PROBLEM TO SOLVE: Edit the records from their start through the line containing "[[170, 113], [207, 111]]", inclusive, substituting "label" for every occurrence of "query" and leaving all else unchanged. Return only those lines.

--- START ---

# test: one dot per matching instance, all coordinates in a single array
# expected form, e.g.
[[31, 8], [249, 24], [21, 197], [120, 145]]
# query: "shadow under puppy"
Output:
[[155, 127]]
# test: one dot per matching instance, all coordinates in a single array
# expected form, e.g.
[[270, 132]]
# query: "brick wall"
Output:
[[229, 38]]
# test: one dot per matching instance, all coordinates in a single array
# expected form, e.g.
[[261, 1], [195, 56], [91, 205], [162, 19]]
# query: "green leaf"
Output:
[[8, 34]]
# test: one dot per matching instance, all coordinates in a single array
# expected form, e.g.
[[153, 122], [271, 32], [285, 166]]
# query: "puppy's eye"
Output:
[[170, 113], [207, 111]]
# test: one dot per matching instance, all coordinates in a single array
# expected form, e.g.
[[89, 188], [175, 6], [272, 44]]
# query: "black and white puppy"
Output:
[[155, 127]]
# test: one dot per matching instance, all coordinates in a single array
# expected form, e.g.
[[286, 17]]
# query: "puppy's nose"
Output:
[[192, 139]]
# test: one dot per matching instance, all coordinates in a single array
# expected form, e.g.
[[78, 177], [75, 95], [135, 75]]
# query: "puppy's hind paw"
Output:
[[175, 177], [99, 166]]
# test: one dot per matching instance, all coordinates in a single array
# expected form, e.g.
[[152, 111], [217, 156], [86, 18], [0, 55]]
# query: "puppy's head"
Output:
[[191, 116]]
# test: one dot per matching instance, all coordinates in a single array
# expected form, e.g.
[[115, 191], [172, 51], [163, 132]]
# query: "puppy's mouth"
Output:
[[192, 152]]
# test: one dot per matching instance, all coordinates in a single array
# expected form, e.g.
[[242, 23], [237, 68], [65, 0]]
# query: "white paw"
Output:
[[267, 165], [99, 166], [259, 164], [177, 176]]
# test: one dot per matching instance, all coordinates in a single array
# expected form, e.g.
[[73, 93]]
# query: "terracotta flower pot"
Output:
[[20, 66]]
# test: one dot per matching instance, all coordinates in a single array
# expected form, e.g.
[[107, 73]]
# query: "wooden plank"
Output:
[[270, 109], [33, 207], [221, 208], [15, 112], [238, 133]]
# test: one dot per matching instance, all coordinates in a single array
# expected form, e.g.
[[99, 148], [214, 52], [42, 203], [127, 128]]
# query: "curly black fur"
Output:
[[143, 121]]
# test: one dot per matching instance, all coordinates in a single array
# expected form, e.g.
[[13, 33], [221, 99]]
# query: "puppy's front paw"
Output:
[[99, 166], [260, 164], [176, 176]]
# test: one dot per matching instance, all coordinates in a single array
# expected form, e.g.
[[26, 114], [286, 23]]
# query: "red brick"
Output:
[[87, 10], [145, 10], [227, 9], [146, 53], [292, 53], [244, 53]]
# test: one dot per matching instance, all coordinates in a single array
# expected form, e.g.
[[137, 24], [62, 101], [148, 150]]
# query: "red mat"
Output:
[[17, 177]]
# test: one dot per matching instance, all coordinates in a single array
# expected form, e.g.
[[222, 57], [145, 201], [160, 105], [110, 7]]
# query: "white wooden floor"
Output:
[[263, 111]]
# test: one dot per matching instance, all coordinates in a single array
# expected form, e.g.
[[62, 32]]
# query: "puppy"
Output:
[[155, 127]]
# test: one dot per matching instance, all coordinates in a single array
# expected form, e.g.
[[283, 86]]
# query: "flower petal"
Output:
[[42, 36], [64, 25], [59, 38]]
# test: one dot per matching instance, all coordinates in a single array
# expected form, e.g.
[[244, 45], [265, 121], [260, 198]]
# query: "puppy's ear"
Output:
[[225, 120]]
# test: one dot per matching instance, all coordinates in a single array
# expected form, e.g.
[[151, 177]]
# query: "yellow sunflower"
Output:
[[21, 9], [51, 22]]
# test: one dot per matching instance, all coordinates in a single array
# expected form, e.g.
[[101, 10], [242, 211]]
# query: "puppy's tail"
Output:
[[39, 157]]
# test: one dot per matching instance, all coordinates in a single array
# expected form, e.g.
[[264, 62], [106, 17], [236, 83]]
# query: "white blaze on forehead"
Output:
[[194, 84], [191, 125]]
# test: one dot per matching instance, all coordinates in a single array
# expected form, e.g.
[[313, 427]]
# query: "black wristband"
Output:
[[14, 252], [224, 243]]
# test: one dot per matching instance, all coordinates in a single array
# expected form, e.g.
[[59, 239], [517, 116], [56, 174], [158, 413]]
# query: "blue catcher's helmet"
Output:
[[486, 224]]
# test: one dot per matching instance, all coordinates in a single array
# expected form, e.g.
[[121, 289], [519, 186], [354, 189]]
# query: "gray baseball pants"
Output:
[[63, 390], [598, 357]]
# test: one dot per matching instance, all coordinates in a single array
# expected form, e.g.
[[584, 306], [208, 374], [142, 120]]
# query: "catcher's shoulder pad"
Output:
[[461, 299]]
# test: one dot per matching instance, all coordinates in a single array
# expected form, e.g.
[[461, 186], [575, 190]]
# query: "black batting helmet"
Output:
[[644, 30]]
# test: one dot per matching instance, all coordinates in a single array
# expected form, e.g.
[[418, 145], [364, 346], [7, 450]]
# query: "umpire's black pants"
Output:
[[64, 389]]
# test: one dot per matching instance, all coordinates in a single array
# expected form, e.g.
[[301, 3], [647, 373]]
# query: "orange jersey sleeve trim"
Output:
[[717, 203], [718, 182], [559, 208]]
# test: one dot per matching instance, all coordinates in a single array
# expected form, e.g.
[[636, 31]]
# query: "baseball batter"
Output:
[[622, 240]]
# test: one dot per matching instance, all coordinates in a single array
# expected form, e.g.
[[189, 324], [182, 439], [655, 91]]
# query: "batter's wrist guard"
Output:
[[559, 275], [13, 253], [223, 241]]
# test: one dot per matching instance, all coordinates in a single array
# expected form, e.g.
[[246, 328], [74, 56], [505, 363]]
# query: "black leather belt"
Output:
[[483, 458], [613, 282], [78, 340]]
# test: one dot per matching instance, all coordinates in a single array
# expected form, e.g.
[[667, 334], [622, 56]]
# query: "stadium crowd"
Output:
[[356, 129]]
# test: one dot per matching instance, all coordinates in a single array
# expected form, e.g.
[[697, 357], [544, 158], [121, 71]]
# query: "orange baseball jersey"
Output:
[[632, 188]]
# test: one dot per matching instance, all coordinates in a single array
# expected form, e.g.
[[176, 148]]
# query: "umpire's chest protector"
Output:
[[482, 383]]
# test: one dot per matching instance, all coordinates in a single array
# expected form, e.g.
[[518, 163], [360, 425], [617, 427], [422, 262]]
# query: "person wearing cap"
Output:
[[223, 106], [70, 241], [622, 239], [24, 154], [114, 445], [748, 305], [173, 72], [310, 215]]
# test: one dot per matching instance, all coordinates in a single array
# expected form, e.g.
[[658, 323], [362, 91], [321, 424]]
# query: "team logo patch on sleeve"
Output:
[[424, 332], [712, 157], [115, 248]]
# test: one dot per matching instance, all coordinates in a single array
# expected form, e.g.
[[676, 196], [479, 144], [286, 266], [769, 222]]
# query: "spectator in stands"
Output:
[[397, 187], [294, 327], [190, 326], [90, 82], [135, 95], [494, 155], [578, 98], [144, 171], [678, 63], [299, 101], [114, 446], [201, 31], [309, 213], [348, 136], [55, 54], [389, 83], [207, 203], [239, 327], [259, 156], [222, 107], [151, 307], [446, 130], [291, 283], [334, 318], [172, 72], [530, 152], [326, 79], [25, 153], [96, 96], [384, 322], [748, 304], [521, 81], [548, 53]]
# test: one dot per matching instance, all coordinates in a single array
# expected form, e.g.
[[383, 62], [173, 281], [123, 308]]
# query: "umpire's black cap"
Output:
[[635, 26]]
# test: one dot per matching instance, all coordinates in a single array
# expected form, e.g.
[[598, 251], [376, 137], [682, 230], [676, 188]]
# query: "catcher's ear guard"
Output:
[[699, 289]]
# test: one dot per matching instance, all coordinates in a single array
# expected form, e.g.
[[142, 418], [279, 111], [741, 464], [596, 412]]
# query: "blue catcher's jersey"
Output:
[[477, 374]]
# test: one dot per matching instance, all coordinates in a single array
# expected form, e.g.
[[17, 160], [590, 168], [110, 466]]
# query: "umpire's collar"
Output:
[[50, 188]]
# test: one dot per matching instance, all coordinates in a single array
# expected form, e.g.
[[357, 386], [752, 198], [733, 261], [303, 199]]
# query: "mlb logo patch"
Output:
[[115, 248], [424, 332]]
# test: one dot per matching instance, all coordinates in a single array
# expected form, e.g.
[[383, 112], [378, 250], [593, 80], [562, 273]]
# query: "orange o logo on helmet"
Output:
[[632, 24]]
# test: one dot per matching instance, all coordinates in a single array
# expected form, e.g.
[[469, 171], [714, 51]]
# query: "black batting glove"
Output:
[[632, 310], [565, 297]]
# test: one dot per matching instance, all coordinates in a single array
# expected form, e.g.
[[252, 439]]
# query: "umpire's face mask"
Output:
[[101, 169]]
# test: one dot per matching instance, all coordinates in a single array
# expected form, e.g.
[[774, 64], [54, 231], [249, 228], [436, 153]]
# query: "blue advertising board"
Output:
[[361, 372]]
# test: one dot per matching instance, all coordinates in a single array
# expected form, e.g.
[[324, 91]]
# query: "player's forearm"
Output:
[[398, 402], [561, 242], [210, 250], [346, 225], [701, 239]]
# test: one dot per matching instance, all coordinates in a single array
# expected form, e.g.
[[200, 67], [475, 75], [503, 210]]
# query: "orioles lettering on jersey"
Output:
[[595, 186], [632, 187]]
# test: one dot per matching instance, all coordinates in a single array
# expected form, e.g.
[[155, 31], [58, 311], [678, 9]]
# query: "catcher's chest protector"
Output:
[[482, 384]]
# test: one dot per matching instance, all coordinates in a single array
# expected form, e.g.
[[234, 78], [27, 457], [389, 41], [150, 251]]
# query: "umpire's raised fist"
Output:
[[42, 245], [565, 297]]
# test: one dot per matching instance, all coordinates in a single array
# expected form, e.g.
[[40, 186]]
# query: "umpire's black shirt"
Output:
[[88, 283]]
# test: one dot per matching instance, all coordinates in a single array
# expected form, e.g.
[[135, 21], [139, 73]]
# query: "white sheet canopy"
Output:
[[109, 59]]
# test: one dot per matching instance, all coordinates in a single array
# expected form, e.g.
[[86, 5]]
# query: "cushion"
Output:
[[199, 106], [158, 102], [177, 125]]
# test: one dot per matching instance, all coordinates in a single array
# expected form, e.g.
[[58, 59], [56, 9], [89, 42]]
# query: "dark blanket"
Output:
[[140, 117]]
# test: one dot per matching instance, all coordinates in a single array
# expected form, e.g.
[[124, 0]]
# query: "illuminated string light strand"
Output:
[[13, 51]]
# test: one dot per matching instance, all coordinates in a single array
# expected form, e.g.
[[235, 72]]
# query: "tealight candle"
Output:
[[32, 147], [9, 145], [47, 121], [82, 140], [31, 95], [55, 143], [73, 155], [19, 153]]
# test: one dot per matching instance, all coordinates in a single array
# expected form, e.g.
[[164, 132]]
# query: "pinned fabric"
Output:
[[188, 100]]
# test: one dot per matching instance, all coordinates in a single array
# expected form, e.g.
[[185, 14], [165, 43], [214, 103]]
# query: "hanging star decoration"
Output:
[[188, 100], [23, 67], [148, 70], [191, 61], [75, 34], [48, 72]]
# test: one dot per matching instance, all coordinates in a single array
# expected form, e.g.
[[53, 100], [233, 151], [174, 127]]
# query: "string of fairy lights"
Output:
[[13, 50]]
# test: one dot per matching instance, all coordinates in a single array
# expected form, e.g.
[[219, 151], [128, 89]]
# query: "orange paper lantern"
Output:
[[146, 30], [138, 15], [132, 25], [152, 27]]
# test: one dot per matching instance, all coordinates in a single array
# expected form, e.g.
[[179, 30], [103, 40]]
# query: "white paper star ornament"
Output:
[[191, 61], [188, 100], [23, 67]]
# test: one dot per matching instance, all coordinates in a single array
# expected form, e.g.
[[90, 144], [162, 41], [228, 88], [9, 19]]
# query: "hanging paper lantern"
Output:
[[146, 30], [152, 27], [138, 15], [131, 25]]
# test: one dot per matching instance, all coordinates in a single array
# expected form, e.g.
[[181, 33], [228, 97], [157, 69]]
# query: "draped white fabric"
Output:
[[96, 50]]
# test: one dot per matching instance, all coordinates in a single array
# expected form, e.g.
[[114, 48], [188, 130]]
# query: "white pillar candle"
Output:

--- END ---

THE REPLY:
# test: one dot per matching instance, all coordinates in a single array
# expected form, e.g.
[[31, 8], [249, 24], [21, 197], [120, 145]]
# label: "shadow under puppy"
Output:
[[155, 127]]
# test: one dot per matching instance, all coordinates in a single array
# expected form, e.g.
[[270, 132]]
# label: "brick wall"
Output:
[[229, 38]]
# test: one dot per matching instance, all coordinates in a single array
# expected form, e.g.
[[261, 1], [195, 56], [91, 205], [162, 19]]
# label: "green leaf"
Output:
[[8, 34]]
# test: one dot per matching instance, all coordinates in a single array
# expected form, e.g.
[[153, 122], [271, 32], [285, 166]]
# label: "puppy's eye"
Output:
[[170, 113], [207, 111]]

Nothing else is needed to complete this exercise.